▸ Direction: Pick out every line in the records below that contains the string "staircase", treating uppercase and lowercase letters as different.

▸ Entries supplied:
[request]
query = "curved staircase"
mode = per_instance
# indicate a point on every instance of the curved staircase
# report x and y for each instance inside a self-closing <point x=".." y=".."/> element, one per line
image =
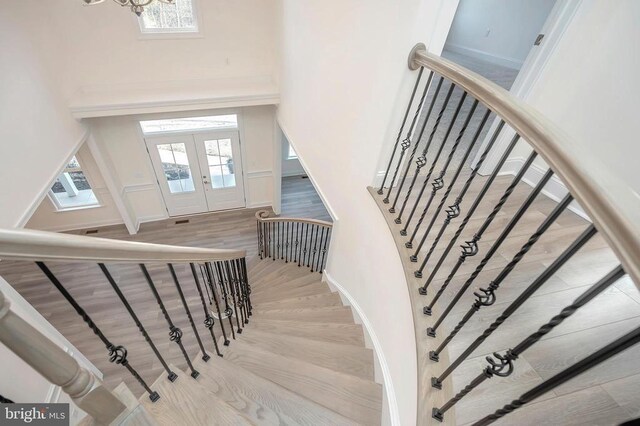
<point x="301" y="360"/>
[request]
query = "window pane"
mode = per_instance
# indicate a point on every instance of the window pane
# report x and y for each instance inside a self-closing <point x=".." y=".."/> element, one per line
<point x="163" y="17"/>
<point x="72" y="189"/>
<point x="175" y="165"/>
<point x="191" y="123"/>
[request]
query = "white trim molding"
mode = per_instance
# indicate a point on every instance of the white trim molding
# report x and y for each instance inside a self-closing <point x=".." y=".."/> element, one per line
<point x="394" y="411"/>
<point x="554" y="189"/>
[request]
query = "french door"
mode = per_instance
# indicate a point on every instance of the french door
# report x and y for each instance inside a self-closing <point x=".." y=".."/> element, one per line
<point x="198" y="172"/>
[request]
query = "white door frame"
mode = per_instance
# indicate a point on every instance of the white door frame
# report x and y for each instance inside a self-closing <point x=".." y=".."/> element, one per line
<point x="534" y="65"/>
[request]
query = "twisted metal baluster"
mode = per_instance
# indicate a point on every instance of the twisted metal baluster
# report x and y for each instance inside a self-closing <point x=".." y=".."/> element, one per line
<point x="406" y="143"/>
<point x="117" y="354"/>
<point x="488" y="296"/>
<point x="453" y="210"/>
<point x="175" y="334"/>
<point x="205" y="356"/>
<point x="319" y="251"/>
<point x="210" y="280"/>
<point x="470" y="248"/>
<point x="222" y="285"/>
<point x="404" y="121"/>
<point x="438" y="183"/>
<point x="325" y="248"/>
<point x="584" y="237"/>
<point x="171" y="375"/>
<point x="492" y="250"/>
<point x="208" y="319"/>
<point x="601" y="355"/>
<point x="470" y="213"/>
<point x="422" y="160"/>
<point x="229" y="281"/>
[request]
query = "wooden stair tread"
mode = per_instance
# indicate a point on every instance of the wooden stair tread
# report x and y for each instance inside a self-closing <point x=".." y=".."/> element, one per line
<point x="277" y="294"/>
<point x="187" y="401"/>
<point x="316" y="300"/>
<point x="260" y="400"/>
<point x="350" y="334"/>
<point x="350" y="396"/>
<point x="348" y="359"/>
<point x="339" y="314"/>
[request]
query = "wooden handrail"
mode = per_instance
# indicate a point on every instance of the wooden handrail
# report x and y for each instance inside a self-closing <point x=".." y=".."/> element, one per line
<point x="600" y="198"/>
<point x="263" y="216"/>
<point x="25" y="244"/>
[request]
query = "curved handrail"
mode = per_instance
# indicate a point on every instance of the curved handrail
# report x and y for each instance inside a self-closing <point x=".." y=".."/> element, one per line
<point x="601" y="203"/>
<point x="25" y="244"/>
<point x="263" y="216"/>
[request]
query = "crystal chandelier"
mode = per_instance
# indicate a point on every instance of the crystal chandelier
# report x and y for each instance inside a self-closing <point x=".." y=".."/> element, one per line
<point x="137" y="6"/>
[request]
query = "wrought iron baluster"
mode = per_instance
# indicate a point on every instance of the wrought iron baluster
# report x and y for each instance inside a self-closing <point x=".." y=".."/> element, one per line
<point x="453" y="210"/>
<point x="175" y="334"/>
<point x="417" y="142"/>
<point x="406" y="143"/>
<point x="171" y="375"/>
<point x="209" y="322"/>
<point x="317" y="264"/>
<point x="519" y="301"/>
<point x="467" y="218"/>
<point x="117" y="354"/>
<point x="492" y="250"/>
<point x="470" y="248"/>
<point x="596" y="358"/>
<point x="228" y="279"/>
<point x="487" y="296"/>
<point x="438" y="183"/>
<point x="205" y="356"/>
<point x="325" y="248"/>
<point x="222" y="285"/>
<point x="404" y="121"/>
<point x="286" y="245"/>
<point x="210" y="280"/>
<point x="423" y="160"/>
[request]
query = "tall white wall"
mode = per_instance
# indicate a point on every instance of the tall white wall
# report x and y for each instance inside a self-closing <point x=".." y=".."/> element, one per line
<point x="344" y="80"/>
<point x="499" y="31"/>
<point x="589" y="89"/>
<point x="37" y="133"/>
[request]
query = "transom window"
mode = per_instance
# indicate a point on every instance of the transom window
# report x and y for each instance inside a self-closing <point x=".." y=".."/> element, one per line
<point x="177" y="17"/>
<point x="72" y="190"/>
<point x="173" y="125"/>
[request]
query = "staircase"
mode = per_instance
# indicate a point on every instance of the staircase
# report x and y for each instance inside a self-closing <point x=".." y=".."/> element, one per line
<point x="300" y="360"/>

▸ Output:
query = "curved staircase"
# indicate a point on every instance of the curved staircase
query = "staircase"
# indicate a point on every instance of the staircase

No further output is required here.